## YOUR INSTRUCTIONS
Copy each line of the listing below that contains the word "shadow".

>>>

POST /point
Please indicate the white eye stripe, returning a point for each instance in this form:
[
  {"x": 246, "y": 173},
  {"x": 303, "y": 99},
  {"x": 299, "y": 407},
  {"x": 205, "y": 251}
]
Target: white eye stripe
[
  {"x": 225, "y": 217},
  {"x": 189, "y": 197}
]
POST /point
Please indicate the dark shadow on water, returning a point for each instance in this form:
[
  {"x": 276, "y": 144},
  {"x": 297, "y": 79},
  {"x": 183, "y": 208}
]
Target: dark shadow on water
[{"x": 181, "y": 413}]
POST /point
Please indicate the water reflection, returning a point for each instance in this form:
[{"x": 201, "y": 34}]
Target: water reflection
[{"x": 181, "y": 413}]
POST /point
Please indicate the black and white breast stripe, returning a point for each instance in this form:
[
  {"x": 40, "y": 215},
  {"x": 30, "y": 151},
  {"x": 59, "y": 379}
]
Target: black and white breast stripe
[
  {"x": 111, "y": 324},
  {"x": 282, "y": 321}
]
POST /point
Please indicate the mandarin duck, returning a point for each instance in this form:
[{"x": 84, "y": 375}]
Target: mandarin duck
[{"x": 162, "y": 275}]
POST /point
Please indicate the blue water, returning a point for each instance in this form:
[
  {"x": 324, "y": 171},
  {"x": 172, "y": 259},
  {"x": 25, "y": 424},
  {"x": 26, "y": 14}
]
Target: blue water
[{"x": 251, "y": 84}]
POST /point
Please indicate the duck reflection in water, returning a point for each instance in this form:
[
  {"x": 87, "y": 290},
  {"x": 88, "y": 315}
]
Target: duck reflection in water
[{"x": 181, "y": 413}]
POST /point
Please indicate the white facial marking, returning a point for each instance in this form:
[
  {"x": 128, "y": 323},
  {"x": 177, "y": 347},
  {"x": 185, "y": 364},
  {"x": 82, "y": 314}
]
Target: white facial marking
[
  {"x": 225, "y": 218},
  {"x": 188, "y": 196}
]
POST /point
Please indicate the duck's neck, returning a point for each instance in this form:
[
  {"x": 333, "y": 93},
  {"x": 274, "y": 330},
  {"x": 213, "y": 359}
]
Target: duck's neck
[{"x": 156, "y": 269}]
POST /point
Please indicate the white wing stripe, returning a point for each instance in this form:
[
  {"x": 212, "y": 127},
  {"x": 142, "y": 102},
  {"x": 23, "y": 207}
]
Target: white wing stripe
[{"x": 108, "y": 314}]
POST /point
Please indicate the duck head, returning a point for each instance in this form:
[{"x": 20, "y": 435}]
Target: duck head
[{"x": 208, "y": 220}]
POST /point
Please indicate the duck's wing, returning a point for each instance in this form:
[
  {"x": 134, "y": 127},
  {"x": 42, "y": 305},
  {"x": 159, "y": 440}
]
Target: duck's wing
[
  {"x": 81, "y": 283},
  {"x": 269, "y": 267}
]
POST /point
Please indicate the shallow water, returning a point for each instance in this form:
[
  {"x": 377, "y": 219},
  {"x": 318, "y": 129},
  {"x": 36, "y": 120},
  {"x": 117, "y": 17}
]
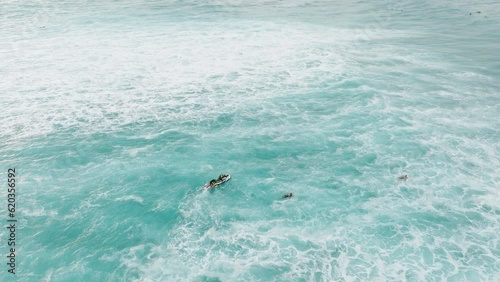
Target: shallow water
[{"x": 115, "y": 114}]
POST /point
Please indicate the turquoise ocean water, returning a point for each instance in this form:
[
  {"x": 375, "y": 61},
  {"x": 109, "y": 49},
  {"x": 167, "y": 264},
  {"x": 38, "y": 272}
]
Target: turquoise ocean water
[{"x": 116, "y": 113}]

<<<

## RESPONSE TO THE TASK
Please indicate the dark shadow on water, returning a point for each instance in this form:
Target: dark shadow on water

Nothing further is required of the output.